• _Activity_
Please set down exactly the lines from the one containing "Target: white side cabinet" through the last line of the records below, both included, with no pictures.

• _Extracted information_
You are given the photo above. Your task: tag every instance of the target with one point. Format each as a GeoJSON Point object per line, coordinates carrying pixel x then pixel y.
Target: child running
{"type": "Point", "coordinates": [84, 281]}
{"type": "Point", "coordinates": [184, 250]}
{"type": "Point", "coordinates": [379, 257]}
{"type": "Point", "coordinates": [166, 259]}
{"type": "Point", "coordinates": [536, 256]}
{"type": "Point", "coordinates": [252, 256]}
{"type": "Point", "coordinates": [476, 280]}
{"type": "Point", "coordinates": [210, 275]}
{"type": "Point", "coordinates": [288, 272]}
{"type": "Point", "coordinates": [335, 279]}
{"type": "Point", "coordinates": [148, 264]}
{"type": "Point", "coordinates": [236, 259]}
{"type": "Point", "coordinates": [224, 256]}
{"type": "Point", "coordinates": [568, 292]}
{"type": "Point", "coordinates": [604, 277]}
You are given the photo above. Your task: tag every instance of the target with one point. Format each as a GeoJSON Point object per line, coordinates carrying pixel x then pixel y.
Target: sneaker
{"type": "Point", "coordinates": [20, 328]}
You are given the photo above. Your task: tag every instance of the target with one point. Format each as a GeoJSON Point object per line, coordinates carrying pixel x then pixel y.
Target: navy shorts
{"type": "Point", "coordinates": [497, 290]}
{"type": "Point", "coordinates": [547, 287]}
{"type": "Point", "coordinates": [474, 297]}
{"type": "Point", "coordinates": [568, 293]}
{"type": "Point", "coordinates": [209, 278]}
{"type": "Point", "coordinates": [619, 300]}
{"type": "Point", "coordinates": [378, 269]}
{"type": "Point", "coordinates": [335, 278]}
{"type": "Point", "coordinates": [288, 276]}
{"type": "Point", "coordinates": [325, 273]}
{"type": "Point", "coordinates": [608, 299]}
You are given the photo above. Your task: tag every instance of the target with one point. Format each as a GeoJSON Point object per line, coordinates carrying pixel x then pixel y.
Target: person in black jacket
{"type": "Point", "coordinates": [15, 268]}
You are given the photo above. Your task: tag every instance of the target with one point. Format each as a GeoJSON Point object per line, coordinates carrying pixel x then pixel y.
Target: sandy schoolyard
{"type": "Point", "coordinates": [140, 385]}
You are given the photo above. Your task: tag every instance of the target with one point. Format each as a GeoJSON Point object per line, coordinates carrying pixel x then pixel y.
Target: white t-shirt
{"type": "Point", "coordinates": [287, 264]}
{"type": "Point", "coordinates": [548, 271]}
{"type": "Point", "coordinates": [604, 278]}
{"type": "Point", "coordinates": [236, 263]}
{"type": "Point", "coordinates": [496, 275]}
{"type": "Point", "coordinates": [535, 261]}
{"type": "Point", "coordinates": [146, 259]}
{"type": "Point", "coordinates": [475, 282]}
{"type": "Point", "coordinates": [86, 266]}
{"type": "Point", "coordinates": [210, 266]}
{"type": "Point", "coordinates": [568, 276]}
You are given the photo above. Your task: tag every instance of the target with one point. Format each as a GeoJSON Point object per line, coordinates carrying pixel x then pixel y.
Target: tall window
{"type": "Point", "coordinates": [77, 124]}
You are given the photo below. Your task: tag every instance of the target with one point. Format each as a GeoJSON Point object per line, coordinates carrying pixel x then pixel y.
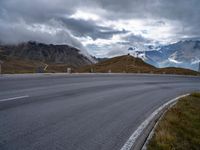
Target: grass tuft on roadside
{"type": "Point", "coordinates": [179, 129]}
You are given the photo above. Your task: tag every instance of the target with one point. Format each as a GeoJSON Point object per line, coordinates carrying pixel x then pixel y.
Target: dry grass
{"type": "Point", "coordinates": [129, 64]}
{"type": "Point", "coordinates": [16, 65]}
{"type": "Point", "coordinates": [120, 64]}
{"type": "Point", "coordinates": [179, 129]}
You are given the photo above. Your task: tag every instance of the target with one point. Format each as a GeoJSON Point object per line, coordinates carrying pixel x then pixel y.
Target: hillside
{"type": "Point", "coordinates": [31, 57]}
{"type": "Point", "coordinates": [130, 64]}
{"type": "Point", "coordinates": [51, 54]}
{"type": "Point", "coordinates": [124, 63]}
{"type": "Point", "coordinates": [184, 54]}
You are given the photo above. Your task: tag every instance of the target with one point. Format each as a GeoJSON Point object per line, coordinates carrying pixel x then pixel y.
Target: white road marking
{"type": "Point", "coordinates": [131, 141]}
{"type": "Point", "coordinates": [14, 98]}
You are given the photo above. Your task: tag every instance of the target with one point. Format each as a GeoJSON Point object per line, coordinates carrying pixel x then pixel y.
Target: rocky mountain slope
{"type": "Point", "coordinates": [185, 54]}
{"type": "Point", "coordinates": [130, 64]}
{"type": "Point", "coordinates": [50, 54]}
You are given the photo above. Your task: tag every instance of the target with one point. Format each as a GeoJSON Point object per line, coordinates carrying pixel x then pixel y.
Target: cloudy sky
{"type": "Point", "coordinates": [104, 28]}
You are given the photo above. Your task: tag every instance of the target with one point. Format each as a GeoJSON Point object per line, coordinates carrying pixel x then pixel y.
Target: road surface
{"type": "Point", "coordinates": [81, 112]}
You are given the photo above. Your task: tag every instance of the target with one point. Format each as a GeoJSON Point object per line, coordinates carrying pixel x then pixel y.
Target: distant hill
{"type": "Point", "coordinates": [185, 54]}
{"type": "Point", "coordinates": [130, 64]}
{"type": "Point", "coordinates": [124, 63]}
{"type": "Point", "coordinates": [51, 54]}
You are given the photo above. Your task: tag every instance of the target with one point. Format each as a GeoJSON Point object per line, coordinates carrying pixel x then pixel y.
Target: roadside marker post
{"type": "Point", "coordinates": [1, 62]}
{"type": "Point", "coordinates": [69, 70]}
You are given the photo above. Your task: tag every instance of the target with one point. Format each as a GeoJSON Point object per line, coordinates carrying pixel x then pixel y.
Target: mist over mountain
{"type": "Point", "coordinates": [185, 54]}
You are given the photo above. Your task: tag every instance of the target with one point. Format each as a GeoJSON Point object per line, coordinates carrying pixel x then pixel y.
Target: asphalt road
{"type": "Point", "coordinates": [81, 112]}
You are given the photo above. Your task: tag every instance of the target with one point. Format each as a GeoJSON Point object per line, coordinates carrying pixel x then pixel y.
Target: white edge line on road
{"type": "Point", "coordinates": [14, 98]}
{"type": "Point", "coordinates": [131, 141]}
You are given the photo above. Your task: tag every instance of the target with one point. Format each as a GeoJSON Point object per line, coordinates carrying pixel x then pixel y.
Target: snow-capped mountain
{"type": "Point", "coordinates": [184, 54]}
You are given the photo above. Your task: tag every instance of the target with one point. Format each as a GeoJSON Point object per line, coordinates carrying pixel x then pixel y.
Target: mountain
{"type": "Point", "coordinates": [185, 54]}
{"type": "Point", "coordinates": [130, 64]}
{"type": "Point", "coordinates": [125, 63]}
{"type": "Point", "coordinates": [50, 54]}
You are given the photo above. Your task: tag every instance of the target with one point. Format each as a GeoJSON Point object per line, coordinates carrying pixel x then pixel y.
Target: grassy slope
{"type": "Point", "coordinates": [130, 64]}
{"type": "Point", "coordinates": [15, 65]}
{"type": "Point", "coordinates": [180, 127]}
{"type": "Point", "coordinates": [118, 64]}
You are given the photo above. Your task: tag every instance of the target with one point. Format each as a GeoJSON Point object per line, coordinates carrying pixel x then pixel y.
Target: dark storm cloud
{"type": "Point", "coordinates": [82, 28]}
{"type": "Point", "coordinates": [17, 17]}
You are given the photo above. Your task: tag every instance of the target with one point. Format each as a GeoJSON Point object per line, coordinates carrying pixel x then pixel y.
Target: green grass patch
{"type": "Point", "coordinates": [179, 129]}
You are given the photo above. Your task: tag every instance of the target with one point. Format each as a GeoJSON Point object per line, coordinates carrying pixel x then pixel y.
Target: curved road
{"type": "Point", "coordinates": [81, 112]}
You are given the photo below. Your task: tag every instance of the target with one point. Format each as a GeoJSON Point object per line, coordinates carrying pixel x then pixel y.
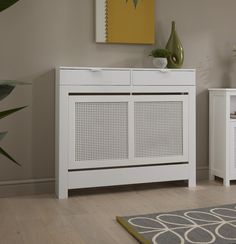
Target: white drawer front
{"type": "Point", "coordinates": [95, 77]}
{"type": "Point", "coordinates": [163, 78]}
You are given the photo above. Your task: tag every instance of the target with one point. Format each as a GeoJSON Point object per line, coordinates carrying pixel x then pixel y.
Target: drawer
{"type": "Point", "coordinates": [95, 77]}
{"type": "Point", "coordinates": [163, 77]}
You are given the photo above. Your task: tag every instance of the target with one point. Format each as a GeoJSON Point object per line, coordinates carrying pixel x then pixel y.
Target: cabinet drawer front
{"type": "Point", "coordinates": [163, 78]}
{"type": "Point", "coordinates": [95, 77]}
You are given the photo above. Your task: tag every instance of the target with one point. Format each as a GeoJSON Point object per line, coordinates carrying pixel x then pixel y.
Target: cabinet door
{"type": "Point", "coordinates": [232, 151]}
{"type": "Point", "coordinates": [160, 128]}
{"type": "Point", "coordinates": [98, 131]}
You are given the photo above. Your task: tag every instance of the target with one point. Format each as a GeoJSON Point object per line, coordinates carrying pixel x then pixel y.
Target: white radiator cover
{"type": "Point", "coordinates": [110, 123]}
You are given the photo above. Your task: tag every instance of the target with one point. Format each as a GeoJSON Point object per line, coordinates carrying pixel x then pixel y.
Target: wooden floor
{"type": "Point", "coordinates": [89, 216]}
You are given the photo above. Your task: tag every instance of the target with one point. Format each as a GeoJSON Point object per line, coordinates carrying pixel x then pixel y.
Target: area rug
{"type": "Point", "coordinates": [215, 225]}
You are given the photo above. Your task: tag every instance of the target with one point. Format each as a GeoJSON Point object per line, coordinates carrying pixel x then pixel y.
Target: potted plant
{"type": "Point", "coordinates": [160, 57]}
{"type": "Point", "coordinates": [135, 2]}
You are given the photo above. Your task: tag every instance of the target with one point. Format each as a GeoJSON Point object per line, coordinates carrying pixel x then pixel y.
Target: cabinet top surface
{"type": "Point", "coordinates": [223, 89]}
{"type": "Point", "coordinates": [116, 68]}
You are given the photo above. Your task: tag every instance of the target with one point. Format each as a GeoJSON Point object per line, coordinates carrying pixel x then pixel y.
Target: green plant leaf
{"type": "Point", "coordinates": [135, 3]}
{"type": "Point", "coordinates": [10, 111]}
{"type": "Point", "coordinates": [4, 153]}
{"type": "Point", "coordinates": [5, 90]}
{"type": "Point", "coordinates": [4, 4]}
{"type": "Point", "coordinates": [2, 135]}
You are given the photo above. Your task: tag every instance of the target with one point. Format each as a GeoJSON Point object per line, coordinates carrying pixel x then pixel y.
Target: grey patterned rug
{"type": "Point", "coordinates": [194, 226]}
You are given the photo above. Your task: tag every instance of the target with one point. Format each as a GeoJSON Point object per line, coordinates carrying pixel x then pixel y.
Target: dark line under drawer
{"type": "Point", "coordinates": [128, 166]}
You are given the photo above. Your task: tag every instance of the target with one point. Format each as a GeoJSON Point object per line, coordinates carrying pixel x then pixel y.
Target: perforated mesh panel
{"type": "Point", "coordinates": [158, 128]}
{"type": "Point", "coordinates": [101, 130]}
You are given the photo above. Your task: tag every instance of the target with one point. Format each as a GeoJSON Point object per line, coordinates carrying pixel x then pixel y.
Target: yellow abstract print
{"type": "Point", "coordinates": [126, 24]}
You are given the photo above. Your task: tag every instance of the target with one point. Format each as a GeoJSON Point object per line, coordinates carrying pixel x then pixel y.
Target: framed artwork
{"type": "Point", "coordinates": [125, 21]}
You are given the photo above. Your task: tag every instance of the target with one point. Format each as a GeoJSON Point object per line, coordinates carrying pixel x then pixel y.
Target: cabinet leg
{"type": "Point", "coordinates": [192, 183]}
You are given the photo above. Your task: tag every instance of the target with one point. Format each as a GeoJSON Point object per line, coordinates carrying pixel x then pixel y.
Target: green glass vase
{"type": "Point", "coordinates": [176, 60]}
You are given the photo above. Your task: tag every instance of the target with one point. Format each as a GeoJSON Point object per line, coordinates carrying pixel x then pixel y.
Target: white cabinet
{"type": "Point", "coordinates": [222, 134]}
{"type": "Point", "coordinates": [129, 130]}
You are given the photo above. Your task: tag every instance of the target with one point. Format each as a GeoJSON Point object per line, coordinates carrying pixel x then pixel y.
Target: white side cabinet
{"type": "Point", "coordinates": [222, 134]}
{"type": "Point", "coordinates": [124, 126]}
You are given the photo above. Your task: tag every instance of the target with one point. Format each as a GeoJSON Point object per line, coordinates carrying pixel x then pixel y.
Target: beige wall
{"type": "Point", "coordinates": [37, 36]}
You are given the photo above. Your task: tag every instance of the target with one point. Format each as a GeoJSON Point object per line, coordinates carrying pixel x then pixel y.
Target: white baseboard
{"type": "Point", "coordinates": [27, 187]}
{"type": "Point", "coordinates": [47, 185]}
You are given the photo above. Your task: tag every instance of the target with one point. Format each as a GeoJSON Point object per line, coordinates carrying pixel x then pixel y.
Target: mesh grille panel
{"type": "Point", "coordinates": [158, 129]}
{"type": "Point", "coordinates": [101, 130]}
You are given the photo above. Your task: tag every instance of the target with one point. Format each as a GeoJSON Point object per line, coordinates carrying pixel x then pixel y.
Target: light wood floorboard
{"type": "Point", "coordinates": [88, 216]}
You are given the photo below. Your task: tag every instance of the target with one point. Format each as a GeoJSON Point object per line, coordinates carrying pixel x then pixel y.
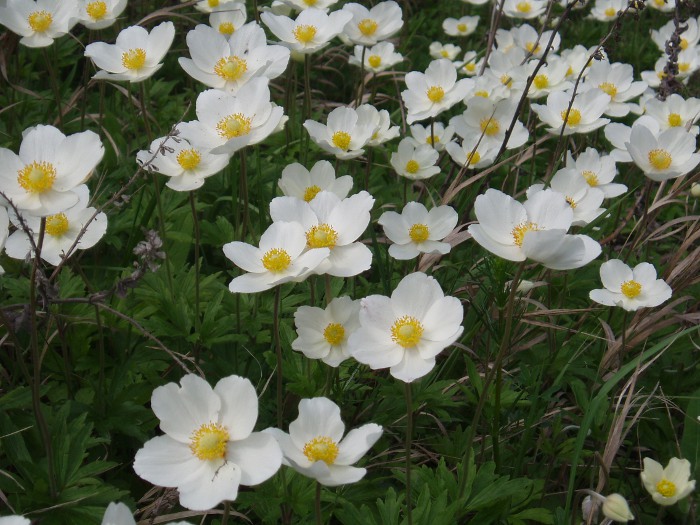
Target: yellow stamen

• _Reply to the task_
Target: white side cabinet
{"type": "Point", "coordinates": [222, 134]}
{"type": "Point", "coordinates": [124, 126]}
You are given the photo above. Your task: tag every instance of the target with one point. Format each as a GeoJSON Point object per line, coordinates carrying pixel x then pixel y.
Target: beige wall
{"type": "Point", "coordinates": [37, 36]}
You are given the photo above. Your task: tag every instance of the target with one point. Format each as a GeoJSON Point object per line, coordinates carrying pixel x then pixel y.
Target: white baseboard
{"type": "Point", "coordinates": [27, 187]}
{"type": "Point", "coordinates": [47, 185]}
You are given the photo above. Your task: tag every instance of the target with one point. Format each as a GeoJSON Point object per line, coordinates carrying pixel x then pixel y.
Target: mesh grille panel
{"type": "Point", "coordinates": [158, 129]}
{"type": "Point", "coordinates": [101, 130]}
You are given the photo above. Your task: tag every instance of the target with one point. Format each as a GeoJSON Point object per line, coordinates carrying pixel x then pixel y.
Target: light wood floorboard
{"type": "Point", "coordinates": [88, 216]}
You are given the photo below. Your task: tag every instance of the target with one point. Format each as a GeoJSON Point object per line, coordinates carrying pixel x then pixel y.
Target: yellow stamen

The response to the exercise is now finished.